▼
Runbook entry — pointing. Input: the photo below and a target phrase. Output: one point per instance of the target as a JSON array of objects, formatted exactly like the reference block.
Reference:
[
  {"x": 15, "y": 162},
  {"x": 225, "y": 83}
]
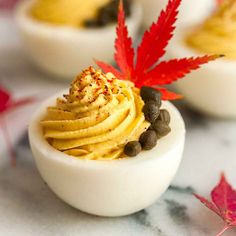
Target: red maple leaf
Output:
[
  {"x": 7, "y": 103},
  {"x": 223, "y": 203},
  {"x": 146, "y": 70},
  {"x": 219, "y": 2}
]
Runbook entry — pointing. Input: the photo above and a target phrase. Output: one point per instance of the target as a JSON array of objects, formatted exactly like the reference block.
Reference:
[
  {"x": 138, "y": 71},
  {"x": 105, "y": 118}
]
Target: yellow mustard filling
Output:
[
  {"x": 217, "y": 34},
  {"x": 97, "y": 118},
  {"x": 66, "y": 12}
]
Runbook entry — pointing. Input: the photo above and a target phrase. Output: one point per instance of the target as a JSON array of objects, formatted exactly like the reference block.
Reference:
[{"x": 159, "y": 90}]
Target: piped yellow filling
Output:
[
  {"x": 66, "y": 12},
  {"x": 97, "y": 118}
]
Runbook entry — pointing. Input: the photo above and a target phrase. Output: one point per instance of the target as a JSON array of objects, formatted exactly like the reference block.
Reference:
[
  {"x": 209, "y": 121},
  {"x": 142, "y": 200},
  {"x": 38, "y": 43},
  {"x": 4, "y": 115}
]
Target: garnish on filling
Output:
[
  {"x": 112, "y": 115},
  {"x": 218, "y": 33},
  {"x": 97, "y": 118},
  {"x": 77, "y": 13}
]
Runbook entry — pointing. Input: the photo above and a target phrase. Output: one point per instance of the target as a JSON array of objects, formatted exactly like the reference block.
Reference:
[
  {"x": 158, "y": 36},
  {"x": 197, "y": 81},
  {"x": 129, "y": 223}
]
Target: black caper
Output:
[
  {"x": 164, "y": 116},
  {"x": 148, "y": 139},
  {"x": 90, "y": 23},
  {"x": 161, "y": 128},
  {"x": 150, "y": 94},
  {"x": 108, "y": 14},
  {"x": 132, "y": 149},
  {"x": 151, "y": 111}
]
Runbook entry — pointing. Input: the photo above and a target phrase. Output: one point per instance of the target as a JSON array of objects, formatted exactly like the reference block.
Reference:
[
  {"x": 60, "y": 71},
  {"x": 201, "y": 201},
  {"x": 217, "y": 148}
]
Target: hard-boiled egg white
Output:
[
  {"x": 109, "y": 188},
  {"x": 63, "y": 51}
]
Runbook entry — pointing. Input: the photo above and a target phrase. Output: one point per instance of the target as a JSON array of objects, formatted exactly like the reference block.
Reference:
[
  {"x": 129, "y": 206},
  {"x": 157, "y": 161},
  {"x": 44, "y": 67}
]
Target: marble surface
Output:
[{"x": 28, "y": 207}]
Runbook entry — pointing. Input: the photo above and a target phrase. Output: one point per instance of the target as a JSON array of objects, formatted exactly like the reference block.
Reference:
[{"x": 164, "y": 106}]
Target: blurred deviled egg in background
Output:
[
  {"x": 211, "y": 89},
  {"x": 191, "y": 11},
  {"x": 62, "y": 37}
]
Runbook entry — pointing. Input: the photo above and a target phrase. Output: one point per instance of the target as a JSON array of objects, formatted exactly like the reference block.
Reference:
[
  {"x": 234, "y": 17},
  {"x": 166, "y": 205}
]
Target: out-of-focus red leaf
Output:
[
  {"x": 223, "y": 203},
  {"x": 169, "y": 71}
]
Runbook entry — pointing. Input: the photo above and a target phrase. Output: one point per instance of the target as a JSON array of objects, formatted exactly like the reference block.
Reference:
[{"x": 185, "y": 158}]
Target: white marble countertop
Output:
[{"x": 28, "y": 207}]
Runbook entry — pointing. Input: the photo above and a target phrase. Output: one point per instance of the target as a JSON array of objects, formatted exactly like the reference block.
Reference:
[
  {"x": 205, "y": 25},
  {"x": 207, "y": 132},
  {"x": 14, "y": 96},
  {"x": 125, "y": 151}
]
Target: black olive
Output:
[
  {"x": 150, "y": 94},
  {"x": 151, "y": 111},
  {"x": 148, "y": 139},
  {"x": 132, "y": 149},
  {"x": 161, "y": 128},
  {"x": 164, "y": 116}
]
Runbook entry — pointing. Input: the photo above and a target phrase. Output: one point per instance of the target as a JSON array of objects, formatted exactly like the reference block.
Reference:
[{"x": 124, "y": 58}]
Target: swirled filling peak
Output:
[
  {"x": 218, "y": 33},
  {"x": 97, "y": 118}
]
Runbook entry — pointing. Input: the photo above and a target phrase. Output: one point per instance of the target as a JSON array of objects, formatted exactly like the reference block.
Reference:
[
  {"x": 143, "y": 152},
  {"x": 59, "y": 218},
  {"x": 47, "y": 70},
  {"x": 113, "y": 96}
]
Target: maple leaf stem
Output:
[
  {"x": 226, "y": 227},
  {"x": 8, "y": 141}
]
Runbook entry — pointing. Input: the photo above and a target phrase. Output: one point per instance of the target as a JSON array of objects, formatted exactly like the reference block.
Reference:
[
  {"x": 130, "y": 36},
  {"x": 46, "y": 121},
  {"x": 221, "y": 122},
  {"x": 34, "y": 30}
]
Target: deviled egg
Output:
[
  {"x": 211, "y": 89},
  {"x": 191, "y": 11},
  {"x": 93, "y": 149},
  {"x": 62, "y": 37}
]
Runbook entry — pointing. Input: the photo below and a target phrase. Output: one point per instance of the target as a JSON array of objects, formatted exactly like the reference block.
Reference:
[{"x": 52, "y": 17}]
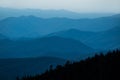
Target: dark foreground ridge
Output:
[{"x": 99, "y": 67}]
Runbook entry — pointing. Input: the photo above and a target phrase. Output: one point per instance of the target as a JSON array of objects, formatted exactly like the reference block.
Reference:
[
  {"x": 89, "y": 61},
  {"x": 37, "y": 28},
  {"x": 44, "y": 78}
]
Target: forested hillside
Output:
[{"x": 99, "y": 67}]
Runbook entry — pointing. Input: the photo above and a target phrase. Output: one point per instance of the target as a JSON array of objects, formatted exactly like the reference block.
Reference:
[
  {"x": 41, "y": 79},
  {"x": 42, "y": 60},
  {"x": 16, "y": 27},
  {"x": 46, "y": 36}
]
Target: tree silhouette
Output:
[{"x": 99, "y": 67}]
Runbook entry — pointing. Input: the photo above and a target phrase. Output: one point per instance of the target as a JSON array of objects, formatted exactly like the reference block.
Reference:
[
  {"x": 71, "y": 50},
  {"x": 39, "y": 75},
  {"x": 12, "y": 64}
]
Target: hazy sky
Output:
[{"x": 73, "y": 5}]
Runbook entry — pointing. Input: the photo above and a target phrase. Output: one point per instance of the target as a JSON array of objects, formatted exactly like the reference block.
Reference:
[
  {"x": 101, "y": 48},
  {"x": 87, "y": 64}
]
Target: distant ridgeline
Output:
[{"x": 99, "y": 67}]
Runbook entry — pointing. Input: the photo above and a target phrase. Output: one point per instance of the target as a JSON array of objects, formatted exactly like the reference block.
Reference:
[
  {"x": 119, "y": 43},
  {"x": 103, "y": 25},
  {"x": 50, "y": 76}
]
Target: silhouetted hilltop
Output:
[
  {"x": 99, "y": 67},
  {"x": 12, "y": 67}
]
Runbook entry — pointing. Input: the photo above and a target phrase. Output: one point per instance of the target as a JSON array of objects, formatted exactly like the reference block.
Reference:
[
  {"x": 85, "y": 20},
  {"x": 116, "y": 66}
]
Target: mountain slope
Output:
[
  {"x": 47, "y": 46},
  {"x": 31, "y": 26},
  {"x": 106, "y": 40},
  {"x": 11, "y": 68},
  {"x": 99, "y": 67},
  {"x": 98, "y": 40},
  {"x": 74, "y": 34}
]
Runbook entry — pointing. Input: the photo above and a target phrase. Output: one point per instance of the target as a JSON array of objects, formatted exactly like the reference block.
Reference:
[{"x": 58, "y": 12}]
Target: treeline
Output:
[{"x": 99, "y": 67}]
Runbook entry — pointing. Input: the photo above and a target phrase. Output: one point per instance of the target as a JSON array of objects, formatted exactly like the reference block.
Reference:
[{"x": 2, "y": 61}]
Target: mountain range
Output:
[
  {"x": 31, "y": 26},
  {"x": 103, "y": 40},
  {"x": 47, "y": 46}
]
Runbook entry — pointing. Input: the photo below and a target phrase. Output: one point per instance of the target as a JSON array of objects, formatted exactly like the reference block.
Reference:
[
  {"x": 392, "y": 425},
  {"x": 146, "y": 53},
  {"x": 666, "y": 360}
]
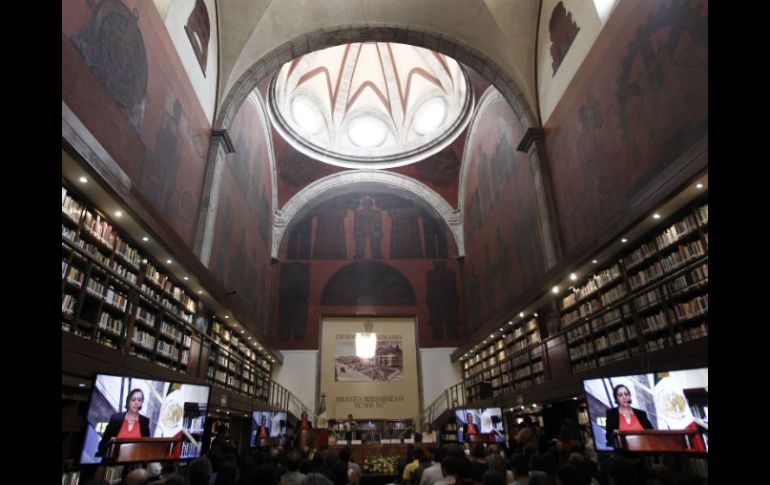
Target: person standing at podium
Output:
[
  {"x": 129, "y": 424},
  {"x": 624, "y": 417},
  {"x": 264, "y": 429},
  {"x": 305, "y": 423},
  {"x": 469, "y": 428}
]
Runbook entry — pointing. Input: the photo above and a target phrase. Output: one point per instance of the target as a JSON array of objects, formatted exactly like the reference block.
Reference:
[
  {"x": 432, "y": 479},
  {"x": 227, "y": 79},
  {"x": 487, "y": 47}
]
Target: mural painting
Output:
[
  {"x": 118, "y": 81},
  {"x": 294, "y": 289},
  {"x": 504, "y": 255},
  {"x": 626, "y": 123},
  {"x": 198, "y": 30},
  {"x": 368, "y": 283},
  {"x": 241, "y": 247},
  {"x": 375, "y": 252},
  {"x": 563, "y": 30}
]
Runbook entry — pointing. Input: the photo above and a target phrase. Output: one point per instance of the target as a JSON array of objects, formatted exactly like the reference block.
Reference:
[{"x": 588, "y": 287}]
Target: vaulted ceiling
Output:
[{"x": 373, "y": 105}]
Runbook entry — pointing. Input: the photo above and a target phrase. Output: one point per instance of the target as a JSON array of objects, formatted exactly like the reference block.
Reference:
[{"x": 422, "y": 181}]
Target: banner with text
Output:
[{"x": 369, "y": 368}]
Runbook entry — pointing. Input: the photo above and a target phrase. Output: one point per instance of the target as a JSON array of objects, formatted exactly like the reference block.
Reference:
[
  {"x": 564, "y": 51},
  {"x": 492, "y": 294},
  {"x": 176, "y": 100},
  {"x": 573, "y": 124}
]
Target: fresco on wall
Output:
[
  {"x": 111, "y": 43},
  {"x": 504, "y": 255},
  {"x": 368, "y": 283},
  {"x": 138, "y": 103},
  {"x": 294, "y": 170},
  {"x": 160, "y": 167},
  {"x": 198, "y": 30},
  {"x": 240, "y": 256},
  {"x": 563, "y": 30},
  {"x": 440, "y": 172},
  {"x": 617, "y": 128},
  {"x": 365, "y": 225},
  {"x": 443, "y": 301},
  {"x": 380, "y": 253},
  {"x": 294, "y": 291}
]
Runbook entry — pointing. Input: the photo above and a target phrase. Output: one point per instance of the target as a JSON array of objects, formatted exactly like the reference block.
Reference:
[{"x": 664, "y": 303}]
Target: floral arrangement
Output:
[{"x": 381, "y": 464}]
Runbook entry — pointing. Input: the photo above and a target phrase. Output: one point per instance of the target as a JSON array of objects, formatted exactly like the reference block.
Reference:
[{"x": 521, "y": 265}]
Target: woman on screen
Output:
[
  {"x": 129, "y": 424},
  {"x": 428, "y": 435},
  {"x": 624, "y": 417}
]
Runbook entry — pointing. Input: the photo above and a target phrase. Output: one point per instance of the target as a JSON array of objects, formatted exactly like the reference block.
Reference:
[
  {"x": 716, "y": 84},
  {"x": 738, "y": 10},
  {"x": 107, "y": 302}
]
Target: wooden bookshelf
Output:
[
  {"x": 114, "y": 294},
  {"x": 511, "y": 360},
  {"x": 653, "y": 295},
  {"x": 235, "y": 365}
]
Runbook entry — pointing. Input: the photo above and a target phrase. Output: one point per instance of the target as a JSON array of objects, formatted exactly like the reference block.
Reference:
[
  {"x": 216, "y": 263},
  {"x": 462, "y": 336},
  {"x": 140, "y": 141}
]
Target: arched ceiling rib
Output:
[{"x": 258, "y": 31}]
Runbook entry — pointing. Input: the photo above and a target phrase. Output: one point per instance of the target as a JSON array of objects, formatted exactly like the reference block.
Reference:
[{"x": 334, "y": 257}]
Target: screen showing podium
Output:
[
  {"x": 480, "y": 425},
  {"x": 652, "y": 412},
  {"x": 131, "y": 419},
  {"x": 268, "y": 428}
]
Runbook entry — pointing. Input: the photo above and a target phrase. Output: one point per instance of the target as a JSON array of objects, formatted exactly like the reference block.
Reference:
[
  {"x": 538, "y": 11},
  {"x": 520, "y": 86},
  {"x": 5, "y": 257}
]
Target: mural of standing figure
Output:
[
  {"x": 443, "y": 301},
  {"x": 367, "y": 224}
]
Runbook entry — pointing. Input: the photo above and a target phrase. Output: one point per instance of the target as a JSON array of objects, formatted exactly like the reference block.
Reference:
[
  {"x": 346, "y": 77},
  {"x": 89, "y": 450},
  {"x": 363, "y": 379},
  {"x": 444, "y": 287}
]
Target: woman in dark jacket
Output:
[
  {"x": 624, "y": 417},
  {"x": 129, "y": 424}
]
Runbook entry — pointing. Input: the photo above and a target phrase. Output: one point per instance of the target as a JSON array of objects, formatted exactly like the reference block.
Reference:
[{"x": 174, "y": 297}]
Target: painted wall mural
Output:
[
  {"x": 372, "y": 253},
  {"x": 504, "y": 255},
  {"x": 240, "y": 255},
  {"x": 368, "y": 283},
  {"x": 368, "y": 225},
  {"x": 198, "y": 30},
  {"x": 563, "y": 30},
  {"x": 637, "y": 103},
  {"x": 120, "y": 82}
]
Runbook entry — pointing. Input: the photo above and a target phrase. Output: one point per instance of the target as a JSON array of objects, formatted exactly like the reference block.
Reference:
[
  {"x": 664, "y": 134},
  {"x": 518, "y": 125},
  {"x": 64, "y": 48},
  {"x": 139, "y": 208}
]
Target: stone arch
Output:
[{"x": 323, "y": 38}]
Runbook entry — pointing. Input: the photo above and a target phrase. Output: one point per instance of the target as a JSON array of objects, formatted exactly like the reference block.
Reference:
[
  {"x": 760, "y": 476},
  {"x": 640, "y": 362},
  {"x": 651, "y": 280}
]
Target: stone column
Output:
[
  {"x": 221, "y": 145},
  {"x": 533, "y": 144}
]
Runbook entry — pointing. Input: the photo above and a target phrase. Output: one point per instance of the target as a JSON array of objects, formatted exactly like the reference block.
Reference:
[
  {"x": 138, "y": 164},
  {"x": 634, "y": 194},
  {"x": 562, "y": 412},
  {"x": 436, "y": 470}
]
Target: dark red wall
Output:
[
  {"x": 122, "y": 78},
  {"x": 240, "y": 255},
  {"x": 503, "y": 245},
  {"x": 638, "y": 101},
  {"x": 411, "y": 281}
]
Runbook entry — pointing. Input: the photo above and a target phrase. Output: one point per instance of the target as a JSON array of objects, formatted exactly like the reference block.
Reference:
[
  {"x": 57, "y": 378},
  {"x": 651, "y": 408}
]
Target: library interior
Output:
[{"x": 413, "y": 242}]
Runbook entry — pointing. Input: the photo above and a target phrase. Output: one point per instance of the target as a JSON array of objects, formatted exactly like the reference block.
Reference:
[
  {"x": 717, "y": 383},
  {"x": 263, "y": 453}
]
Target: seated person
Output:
[
  {"x": 354, "y": 433},
  {"x": 389, "y": 433},
  {"x": 371, "y": 436},
  {"x": 428, "y": 435}
]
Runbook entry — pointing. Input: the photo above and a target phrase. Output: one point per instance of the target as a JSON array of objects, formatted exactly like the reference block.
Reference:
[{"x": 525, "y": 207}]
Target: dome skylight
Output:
[{"x": 370, "y": 104}]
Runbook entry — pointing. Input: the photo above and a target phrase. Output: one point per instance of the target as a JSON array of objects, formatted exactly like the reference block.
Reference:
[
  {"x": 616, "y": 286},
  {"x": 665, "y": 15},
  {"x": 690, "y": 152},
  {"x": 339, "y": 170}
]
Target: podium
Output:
[
  {"x": 482, "y": 438},
  {"x": 656, "y": 440},
  {"x": 142, "y": 449},
  {"x": 267, "y": 442},
  {"x": 317, "y": 438}
]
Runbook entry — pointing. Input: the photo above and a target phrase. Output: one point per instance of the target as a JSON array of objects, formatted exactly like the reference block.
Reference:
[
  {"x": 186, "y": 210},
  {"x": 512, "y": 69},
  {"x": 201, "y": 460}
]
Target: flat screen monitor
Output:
[
  {"x": 484, "y": 421},
  {"x": 132, "y": 419},
  {"x": 652, "y": 412},
  {"x": 268, "y": 424}
]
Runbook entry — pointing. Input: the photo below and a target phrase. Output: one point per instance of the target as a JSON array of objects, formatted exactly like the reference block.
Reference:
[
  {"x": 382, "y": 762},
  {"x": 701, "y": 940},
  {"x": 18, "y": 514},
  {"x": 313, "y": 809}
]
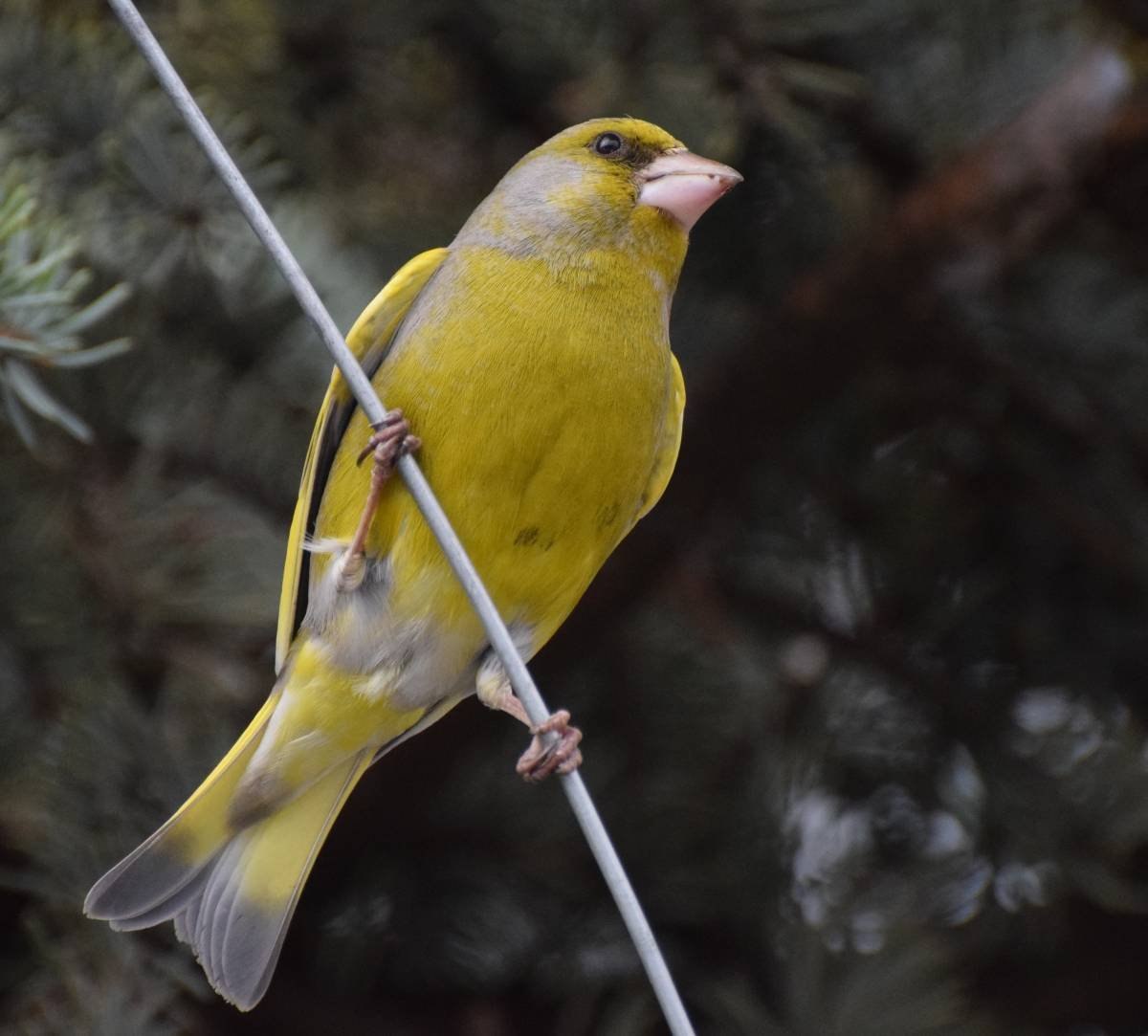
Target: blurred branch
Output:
[{"x": 41, "y": 320}]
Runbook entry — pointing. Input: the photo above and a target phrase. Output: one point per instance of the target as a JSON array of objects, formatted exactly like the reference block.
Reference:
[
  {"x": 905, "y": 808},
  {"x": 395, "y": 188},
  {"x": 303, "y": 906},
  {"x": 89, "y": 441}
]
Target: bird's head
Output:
[{"x": 608, "y": 183}]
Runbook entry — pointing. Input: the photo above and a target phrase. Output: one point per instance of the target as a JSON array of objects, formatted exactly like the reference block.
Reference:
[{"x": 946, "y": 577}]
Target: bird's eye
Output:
[{"x": 607, "y": 143}]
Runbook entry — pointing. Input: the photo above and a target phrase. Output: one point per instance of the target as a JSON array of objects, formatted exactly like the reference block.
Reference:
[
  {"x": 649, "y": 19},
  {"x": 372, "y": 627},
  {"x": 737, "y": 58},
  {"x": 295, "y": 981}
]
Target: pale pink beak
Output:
[{"x": 684, "y": 185}]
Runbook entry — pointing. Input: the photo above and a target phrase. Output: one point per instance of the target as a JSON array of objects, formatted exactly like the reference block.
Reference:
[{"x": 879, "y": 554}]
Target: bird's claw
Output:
[
  {"x": 390, "y": 440},
  {"x": 543, "y": 759}
]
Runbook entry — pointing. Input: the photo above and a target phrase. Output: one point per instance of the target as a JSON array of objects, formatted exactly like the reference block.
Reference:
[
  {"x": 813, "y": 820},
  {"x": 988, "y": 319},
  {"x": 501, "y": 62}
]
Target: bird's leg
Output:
[
  {"x": 390, "y": 439},
  {"x": 543, "y": 756}
]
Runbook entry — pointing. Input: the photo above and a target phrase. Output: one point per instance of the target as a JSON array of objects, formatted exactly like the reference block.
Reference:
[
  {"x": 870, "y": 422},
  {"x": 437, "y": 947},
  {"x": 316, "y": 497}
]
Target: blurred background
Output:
[{"x": 865, "y": 699}]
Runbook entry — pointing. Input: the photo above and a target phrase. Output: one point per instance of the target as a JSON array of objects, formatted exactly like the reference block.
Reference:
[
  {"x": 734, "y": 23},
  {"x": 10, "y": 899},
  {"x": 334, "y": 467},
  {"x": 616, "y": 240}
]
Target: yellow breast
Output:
[{"x": 540, "y": 404}]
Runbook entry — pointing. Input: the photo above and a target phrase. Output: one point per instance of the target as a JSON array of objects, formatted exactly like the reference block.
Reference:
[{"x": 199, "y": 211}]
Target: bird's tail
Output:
[{"x": 231, "y": 892}]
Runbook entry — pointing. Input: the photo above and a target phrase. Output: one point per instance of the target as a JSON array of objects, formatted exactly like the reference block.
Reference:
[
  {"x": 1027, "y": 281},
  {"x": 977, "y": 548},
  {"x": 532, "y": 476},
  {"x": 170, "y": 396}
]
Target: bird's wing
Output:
[
  {"x": 370, "y": 340},
  {"x": 667, "y": 451}
]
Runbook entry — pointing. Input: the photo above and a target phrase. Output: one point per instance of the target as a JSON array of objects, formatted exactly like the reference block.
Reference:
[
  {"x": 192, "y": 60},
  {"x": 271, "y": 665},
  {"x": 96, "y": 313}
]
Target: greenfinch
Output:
[{"x": 533, "y": 360}]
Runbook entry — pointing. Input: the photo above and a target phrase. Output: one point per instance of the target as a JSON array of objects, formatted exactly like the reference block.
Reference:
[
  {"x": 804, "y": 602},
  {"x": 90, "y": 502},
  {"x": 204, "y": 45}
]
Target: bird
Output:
[{"x": 529, "y": 364}]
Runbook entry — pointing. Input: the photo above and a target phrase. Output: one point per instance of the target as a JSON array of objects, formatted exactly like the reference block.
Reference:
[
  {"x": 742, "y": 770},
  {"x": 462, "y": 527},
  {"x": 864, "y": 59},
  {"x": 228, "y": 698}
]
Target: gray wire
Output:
[{"x": 520, "y": 679}]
▲
TO DO: From the listing above, copy every line that contains the word "black". Leave out all other lines.

RESPONSE:
Target: black caper
Target: black olive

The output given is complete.